Finally, USCIS explained certain circumstances that may affect or delay its ability to efficiently adjudicate an expedite request, such as (i) where an application or petition “requires on-site inspection, or (ii) where “the benefit is ancillary to a primary application or petition that is still pending.” In the latter scenario, USCIS recommends filing the expedite request on the primary application (such as the Application to Extend/Change Nonimmigrant Status [Form I-539] or the Petition for Nonimmigrant Worker [Form I-129]) as opposed to pursuing expedition on the ancillary application (such as the Application for Employment Authorization [Form I-765]).
USCIS Guidance on Transferring the Underlying Basis of Form I-485 Application to a Different Employment-Based Immigration Category
On January 21, 2022, USCIS provided
guidance on its website regarding the detailed process for transferring the underlying basis of Form I-485 to a different employment-based immigration category to another Form I-140 within the first three employment based category (EB-1, EB-2 and EB-3). Below is the highlight of the transfer request guidance:
Eligibility to request the transfer if:
a. The applicant has continuously maintained eligibility for adjustment of status;
b. The adjustment of status application based on the original Form I-140 is still pending;
c. The applicant is eligible for the new immigrant category; and
d. The applicant has a visa immediately available in the new immigrant category.
The request to transfer a pending I-485 from one category to another category must be made in
writing, with Form I-485J (if required). The request need to be made no later than September 30, 2022 to the following address:
U.S. Department of Homeland Security
USCIS Western Forms Center
10 Application Way
Montclair, CA 91763-1350
The priority date must be current for the category the applicant wishes to use under the Final Action Chart of the Visa Bulletin of the given month.
USCIS specifies that if the applicant already submitted the transfer request to USCIS prior to the issuance of the new guidance, the applicant should not submit a new request again to the new address. The applicant will not expect to receive a written response to transfer request. However, USCIS will issue receipt notices for I-485 Supplement J.

EXTRACTED MATERIAL —
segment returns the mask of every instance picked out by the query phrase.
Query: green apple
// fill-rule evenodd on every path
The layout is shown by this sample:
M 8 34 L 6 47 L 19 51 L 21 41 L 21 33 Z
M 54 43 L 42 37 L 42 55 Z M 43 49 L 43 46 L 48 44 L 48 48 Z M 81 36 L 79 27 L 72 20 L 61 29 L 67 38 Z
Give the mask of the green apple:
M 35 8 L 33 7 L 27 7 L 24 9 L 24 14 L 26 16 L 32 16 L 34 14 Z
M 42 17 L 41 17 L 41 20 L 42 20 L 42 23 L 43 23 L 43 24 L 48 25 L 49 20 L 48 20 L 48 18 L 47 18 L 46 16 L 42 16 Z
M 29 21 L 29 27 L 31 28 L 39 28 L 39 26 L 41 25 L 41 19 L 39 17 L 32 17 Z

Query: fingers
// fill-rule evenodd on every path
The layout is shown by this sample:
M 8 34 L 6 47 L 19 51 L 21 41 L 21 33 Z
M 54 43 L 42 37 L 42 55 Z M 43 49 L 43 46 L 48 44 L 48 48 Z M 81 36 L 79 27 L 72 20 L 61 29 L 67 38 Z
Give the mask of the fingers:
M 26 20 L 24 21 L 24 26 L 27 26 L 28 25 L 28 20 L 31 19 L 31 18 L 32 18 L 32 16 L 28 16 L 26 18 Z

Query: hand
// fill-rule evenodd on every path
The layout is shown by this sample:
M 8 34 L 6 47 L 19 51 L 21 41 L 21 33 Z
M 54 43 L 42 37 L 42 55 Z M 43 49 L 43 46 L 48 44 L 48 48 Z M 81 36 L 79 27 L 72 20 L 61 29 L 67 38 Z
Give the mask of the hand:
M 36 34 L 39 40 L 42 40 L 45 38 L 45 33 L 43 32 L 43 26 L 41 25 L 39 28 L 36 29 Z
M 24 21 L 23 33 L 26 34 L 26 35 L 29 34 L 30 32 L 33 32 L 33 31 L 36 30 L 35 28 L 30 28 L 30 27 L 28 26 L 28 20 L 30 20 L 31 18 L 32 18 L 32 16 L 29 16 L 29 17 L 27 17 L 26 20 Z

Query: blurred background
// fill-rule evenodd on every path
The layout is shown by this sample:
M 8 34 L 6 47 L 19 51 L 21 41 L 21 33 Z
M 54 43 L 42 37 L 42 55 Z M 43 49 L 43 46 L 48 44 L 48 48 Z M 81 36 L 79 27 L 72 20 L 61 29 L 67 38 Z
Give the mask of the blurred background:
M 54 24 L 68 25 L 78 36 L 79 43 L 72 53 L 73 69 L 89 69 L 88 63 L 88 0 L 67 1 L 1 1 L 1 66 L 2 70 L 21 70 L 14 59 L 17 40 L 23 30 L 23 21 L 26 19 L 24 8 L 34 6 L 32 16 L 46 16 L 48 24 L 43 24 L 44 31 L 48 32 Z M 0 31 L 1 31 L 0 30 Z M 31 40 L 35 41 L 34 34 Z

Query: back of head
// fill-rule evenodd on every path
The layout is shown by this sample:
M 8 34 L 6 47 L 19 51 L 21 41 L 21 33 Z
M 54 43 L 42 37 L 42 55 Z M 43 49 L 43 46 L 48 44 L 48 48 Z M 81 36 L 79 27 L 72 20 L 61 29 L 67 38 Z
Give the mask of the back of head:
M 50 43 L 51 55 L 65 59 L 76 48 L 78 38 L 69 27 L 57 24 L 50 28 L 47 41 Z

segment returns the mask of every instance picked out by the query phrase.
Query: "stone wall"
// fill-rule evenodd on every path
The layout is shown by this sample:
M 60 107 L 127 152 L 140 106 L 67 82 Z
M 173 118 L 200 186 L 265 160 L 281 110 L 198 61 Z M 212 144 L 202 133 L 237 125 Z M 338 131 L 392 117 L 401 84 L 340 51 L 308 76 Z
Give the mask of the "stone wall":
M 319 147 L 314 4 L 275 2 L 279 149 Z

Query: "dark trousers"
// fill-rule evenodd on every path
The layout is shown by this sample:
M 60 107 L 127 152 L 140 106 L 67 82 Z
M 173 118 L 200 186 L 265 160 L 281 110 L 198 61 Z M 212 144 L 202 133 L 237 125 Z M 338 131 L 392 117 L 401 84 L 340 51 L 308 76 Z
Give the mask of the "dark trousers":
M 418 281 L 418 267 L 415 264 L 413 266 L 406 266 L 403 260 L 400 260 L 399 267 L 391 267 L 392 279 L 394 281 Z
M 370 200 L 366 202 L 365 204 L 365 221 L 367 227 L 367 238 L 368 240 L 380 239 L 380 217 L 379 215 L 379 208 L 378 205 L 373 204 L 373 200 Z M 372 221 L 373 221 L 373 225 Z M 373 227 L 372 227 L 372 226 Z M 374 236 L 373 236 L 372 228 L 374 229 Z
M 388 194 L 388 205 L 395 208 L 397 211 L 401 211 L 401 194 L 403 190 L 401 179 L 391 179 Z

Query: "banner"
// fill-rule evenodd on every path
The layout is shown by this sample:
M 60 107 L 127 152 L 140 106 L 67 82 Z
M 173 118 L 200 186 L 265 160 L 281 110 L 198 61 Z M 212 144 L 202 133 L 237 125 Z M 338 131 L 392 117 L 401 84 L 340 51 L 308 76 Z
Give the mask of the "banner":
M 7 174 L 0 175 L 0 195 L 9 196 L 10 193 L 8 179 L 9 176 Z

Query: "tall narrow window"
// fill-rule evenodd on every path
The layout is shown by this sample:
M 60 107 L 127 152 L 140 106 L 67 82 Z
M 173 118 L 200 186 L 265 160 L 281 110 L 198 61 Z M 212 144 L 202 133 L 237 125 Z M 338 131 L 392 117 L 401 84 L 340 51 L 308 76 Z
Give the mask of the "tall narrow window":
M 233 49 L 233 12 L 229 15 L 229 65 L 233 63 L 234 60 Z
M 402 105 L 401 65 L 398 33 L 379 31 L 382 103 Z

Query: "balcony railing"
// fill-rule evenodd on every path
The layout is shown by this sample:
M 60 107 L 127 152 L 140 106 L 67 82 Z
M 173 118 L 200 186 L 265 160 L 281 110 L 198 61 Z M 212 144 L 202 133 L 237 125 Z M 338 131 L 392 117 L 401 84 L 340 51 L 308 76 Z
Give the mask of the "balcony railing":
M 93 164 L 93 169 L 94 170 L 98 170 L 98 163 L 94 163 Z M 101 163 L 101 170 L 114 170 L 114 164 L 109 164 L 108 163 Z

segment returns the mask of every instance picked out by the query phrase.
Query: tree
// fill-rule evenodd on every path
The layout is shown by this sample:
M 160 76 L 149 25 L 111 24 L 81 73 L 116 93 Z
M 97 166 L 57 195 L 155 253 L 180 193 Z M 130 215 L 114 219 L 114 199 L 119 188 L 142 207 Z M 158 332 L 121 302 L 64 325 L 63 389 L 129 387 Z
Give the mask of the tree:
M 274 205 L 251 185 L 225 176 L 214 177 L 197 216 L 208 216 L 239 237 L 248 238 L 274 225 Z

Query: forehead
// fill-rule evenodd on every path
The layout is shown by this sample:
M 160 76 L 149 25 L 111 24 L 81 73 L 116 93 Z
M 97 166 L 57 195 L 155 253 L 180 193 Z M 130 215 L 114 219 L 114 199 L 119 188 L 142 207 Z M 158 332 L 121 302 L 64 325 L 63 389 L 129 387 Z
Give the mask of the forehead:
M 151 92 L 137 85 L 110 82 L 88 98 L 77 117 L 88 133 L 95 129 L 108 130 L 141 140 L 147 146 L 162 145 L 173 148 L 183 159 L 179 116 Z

TO BE DONE —
#1 Based on the USCIS guidance excerpt above, list each condition an applicant must meet to be eligible to request the transfer of a pending Form I-485 to a different category.
#2 Gather every line of the records above that contains the string "narrow".

SET OF ANSWERS —
#1
- The applicant has continuously maintained eligibility for adjustment of status.
- The adjustment of status application based on the original Form I-140 is still pending.
- The applicant is eligible for the new immigrant category.
- The applicant has a visa immediately available in the new immigrant category.

#2
Query: "tall narrow window"
Give the mask of the "tall narrow window":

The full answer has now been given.